[Exercise prompt]: Transcribe all the data, leaving each word as it is.

--------------------------------------------------

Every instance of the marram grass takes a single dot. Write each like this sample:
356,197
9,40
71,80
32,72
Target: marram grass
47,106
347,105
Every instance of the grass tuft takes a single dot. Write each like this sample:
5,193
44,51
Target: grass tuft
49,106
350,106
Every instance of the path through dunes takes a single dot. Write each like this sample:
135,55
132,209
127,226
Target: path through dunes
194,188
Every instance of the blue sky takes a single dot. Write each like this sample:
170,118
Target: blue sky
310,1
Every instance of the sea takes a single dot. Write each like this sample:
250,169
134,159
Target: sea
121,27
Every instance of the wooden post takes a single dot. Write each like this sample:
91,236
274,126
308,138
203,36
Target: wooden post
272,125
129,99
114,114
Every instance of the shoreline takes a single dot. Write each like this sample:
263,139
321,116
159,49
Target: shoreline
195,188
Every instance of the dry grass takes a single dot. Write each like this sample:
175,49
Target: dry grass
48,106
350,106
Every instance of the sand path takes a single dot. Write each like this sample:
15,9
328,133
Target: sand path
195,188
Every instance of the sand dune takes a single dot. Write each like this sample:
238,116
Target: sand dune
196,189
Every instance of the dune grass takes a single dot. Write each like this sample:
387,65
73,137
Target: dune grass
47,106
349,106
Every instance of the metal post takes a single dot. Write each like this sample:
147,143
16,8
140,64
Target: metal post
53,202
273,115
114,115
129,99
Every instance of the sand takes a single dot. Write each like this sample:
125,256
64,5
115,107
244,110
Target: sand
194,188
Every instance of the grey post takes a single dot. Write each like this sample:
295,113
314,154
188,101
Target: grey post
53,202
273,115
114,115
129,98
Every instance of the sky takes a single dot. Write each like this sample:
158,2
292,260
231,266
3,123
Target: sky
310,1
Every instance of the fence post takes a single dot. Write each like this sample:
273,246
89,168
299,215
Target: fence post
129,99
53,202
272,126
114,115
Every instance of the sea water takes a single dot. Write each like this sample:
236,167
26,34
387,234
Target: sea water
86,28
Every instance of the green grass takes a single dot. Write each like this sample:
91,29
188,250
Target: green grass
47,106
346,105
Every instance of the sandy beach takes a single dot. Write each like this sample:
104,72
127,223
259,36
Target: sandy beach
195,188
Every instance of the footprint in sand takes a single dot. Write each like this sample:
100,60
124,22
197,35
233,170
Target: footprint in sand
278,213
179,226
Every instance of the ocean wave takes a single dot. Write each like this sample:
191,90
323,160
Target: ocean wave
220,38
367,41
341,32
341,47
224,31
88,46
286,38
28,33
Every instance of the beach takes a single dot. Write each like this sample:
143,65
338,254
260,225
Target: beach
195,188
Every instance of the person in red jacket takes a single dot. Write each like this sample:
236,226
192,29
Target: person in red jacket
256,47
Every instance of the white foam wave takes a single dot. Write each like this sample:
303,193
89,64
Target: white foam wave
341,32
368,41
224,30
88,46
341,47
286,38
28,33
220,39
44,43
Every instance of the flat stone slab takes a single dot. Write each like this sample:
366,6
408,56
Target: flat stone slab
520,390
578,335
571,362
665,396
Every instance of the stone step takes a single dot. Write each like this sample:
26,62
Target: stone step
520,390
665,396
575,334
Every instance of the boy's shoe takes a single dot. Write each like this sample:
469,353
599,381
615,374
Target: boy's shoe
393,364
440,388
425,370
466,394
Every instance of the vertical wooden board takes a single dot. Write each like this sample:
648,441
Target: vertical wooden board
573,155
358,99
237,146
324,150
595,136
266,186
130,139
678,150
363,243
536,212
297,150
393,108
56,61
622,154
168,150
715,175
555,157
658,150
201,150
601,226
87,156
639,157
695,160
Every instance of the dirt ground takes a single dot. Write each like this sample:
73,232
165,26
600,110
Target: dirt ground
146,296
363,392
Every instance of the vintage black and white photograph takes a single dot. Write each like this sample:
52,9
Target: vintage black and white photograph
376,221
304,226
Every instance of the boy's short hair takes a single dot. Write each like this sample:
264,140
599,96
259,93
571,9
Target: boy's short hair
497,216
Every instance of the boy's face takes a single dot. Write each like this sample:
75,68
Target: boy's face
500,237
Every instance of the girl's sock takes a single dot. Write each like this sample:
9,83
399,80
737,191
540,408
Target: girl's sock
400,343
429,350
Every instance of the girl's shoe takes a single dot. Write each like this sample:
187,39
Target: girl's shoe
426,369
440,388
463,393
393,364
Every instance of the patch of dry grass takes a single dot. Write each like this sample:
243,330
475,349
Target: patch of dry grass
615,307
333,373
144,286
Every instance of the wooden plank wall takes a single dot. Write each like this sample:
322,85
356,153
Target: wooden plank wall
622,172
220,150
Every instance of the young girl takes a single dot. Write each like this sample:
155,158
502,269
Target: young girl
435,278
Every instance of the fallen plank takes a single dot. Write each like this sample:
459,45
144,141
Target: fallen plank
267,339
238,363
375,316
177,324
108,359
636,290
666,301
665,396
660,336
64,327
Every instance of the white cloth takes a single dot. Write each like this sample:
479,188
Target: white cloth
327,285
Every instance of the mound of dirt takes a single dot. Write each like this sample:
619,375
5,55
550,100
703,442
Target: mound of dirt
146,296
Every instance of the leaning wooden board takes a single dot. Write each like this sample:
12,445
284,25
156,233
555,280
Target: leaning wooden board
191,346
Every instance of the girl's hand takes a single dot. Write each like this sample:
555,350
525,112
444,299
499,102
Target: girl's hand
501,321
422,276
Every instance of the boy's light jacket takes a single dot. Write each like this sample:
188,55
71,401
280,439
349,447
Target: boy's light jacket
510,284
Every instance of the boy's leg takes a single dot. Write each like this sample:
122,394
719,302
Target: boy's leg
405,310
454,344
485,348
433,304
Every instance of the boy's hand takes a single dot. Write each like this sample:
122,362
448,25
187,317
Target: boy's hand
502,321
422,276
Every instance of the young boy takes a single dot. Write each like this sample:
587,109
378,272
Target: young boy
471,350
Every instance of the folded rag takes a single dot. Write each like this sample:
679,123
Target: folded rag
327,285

--------------------------------------------------

[Finished task]:
Every instance of the marram grass takes a single dot. Write each like this sample:
356,197
9,40
71,80
32,72
Target: marram grass
47,106
347,105
Every instance of the grass tuft takes a single dot. Write each like this sample:
5,193
44,51
Target: grass tuft
49,106
350,106
Every instance of the path through dunes takes a single dot. Write each like this sample:
135,55
132,209
127,226
Target: path through dunes
194,188
Every instance of the blue sky takes a single dot. Write each like this sample:
170,118
Target: blue sky
310,1
Every instance of the sea takes a single dot. Write each like this sample:
250,169
134,159
Target: sea
121,27
Every instance of the wooden post takes a single dot. Write each like this sample:
91,236
274,126
308,138
203,36
Target: wooden post
272,125
129,99
114,114
Every instance of the shoreline takes a single dot. Write each like this sample:
263,139
321,116
159,49
Target: shoreline
195,188
Every instance of the dry grass takes a single dot. Write each like this sample:
175,49
Target: dry grass
48,106
350,106
Every instance of the sand path takes a single dot. Write each like this sample:
15,9
328,133
Target: sand path
195,188
Every instance of the sand dune takes a single dot. Write each like this sample:
238,116
Target: sand dune
196,189
Every instance of the dune grass takes a single dot. Write each like this sample:
387,65
73,137
Target: dune grass
47,106
349,106
Every instance of the metal post takes a single dot. Write each like this sample:
147,143
16,8
140,64
Target: metal post
53,202
273,115
114,115
129,99
Every instance of the sand takes a single dot. Write each like this sample:
125,256
64,5
115,107
244,110
Target: sand
194,188
Every instance of the grey post takes a single dot. Write each like this sample:
295,113
314,154
188,101
Target: grey post
53,202
273,115
114,115
129,98
Every instance of the sky takes a single dot. Write each like this sample:
158,2
292,260
231,266
3,123
Target: sky
310,1
Every instance of the fence post takes a single dot. Write each like this sample:
273,246
89,168
299,215
Target: fence post
129,99
53,202
272,126
114,115
Every instance of the sea water takes a single dot. Write each like this sample:
236,167
26,34
387,234
Target: sea water
86,28
Every instance of the green grass takes a single dot. Write each like this sample:
91,29
188,250
Target: green grass
47,106
346,105
Every instance of the sandy beach takes a single dot. Write each like this sample:
104,72
127,223
259,36
Target: sandy beach
195,188
Every instance of the footprint in sand takes a single dot. Write each like this sample:
100,60
124,22
197,35
233,170
Target: footprint in sand
278,213
179,226
Every instance of the ocean wave takes a single dot. Write each like this sample:
191,90
323,160
Target: ocean wave
220,38
367,41
341,32
341,47
224,31
88,46
286,38
28,33
Every instance of the beach takes a single dot. Write each like this sample:
143,65
338,254
260,225
Target: beach
195,188
Every instance of the person in red jacket takes a single dot. Write each like this sample:
236,226
192,29
Target: person in red jacket
256,47
Every instance of the white foam wave takes a single dot. Write each like this sample:
303,193
89,64
Target: white foam wave
341,32
368,41
224,30
88,46
341,47
286,38
28,33
220,39
44,43
Every instance of the flat stone slab takes a single dot. Write each like this sample:
366,6
408,56
Target: flat stone slab
520,390
578,335
571,362
665,396
Every instance of the stone step takes a single dot. Write each like this sample:
26,62
Target: stone step
520,390
665,396
575,334
Every instance of the boy's shoe takes a single dot. Write each like this sample:
469,353
599,381
615,374
Target: boy's shoe
393,364
440,388
425,370
466,394
Every instance of the vertical wooden board takes a single dot. Write each like this sample:
648,441
Target: vertical wooden board
573,155
358,99
237,146
324,150
595,136
266,186
130,139
678,150
363,243
536,212
297,150
393,108
56,61
622,154
168,150
715,175
555,157
658,150
201,150
601,226
87,156
639,157
695,160
Every instance of the dirt ground takes a single dot. Write each like this sample:
73,232
165,26
600,110
Target: dirt ground
146,296
363,392
Every instance of the vintage black and white photograph takes a single dot. Write each like this sample:
52,9
Target: vintage black and white photograph
376,221
304,226
Every instance of the boy's short hair takes a single dot. Write each like this sample:
264,140
599,96
259,93
571,9
Target: boy's short hair
497,216
Every instance of the boy's face takes a single dot. Write each like this sample:
75,68
Target: boy's face
500,237
Every instance of the girl's sock takes a single dot. Write each like this sample:
9,83
399,80
737,191
540,408
Target: girl's sock
400,343
429,350
Every instance of the girl's shoe takes a single dot. Write each like this sample:
187,39
Target: girl's shoe
426,369
440,388
463,393
393,364
Every instance of the patch of dry grass takes a single dot. Write each like this sample:
243,330
475,349
Target: patch of dry grass
615,307
333,373
144,286
Every instance of the wooden plank wall takes a single dot. Write each like this sample:
322,85
356,153
Target: wooden plank wall
622,172
220,150
Every instance of the young girl takes a single dot. Write each like this sample:
155,158
502,269
Target: young girl
435,278
Every instance of the fallen plank takes a single dot. Write each like this sample:
459,45
144,141
Target: fallen plank
267,339
238,363
375,316
177,324
108,359
636,290
666,301
665,396
660,336
64,327
Every instance of the white cloth takes a single dot. Write each like this sample:
479,188
Target: white cloth
327,285
Every instance of the mound of dirt takes a single dot. Write each like this sample:
619,375
5,55
550,100
703,442
Target: mound of dirt
146,296
Every instance of the leaning wooden board takes a single dot. Write each like this sample:
12,445
284,25
156,233
555,280
Target: leaning wooden board
191,346
Every instance of the girl's hand takes a single dot. Write each like this sample:
555,350
525,112
444,299
499,102
Target: girl's hand
501,321
422,276
Every instance of the boy's light jacket takes a single dot. Write each like this sample:
188,55
71,401
280,439
349,447
Target: boy's light jacket
510,284
Every instance of the boy's leg takes a single dot. Write each like this sample:
122,394
719,302
Target: boy's leg
405,310
454,344
485,348
433,304
Every instance of the boy's hand takes a single dot. Write each like this sample:
122,362
448,25
187,317
Target: boy's hand
502,321
422,276
Every instance of the young boy takes a single dot. Write each like this sample:
587,109
378,272
Target: young boy
471,350
Every instance of the folded rag takes a single dot. Write each like this sample:
679,123
Target: folded rag
327,285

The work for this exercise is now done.